> _Excerpt provided_
The Revelation of Bare Branches


"I prefer winter and fall, when you feel the bone structure of the landscape -

the loneliness of it, the dead feeling of winter.

Something waits beneath it, the whole story doesn't show." ~ Andrew Wyeth


The quote above, by one of my favourite artists, speaks to the art of winter trees but also speaks to those 'thin places' - those places that are between here and there and where spirit resides. Here, on the eve of Winter Solstice, I look for the thin places that must exist at Fat Hummingbird Farm. This farm has abundant and good winter bones and spirit is subtly revealed.


The Black Locust trees, festooned with blossoms in the spring and pretty leaves in the summer, have a sculptural beauty in their bareness and twisted growth. The limbs look tortured and drop easily to the ground in the stiffer winter winds. The dropped limbs lay at the trees' feet. I am reminded of mouse bones and bleached grinning skulls. The branches make wonderful diving rods, apparently. As we may be seeking a well in the next year we will see if the local diviner uses the Black Locust.


The apple trees still hold red apples at the end of their contorted and whealed limbs, offering on their outstretched lines a globe of colour to the powder-shaded skies. The colour and the apple itself prevails beyond the frigid blast of winter. The Celts believed the apple is symbolic of the endurance of love and the Druids believed that eating an apple could transport one to other worlds - open one's eyes to the thin place. The tree stands as an invitation.


Some of the white birches still hold in crooks of their branches the creeping ivy and wild rose tangle that draped them in the summer - though now the dead foliage looks like dreadlocks. Untidy and mussed but still with some of that Rastafarian thatchy endurance. Other birches, the yellow in particular, have the fine, delicate twigs at the top - greyed by the winter air and looking, from a distance, like smoke against the sky. The birch is symbolic of renewal. I expect that as the trees dress again in the spring that the accompanying ivies and roses will too.

> _Work instructions_
[A] Output the part of the winter trees essay between "The quote above, by" and "is subtly revealed.", inclusive.
[B] Answer these questions about the winter trees essay, marking each answer to match its question:
(i) What is the name of the farm the writer looks at?
(ii) According to the essay, what did the Druids believe eating an apple could do?
(iii) What does the essay say the birch is symbolic of?
[C] Write the next part of the winter trees essay, picking up after its last sentence.
The lines that come after the winter trees essay play no part in this.

> _Provided data_
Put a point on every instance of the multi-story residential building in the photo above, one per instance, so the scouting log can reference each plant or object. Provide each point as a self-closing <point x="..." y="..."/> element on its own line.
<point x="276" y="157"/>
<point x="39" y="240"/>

> _Answers for the exercise_
[A]
The quote above, by one of my favourite artists, speaks to the art of winter trees but also speaks to those 'thin places' - those places that are between here and there and where spirit resides. Here, on the eve of Winter Solstice, I look for the thin places that must exist at Fat Hummingbird Farm. This farm has abundant and good winter bones and spirit is subtly revealed.

[B]
(i) Fat Hummingbird Farm
(ii) Transport one to other worlds, opening one's eyes to the thin place
(iii) Renewal

[C]
I love the pared-back, naked and chiseled look of bare winter trees. I love the muted palettes of trunks and bark. I love how the gestural trees create shadows in the cast of winter light. Hoarfrost or snow can gather in the crooks and angles of the branches and soften the tree but in a completely different way than do summer leaves.


Winter light is softer - it opens shadows and eases highlights. The curdled texture of a winter sky is the perfect backdrop to a black and white world.


I love ice patterns on bark. I love raindrops frozen and suspended at the end of a tree's crooked finger. I love the architecture of the bare trees and the branches, and the shadows they throw, on the landscape.


I love that our willows are Goddess trees and that our oaks are considered wise.


I love that in the starkness of winter lines and winter light, long shadows and gestural shapes, the bare spirit of the tree is revealed. And I know those think places are there - of that I am sure.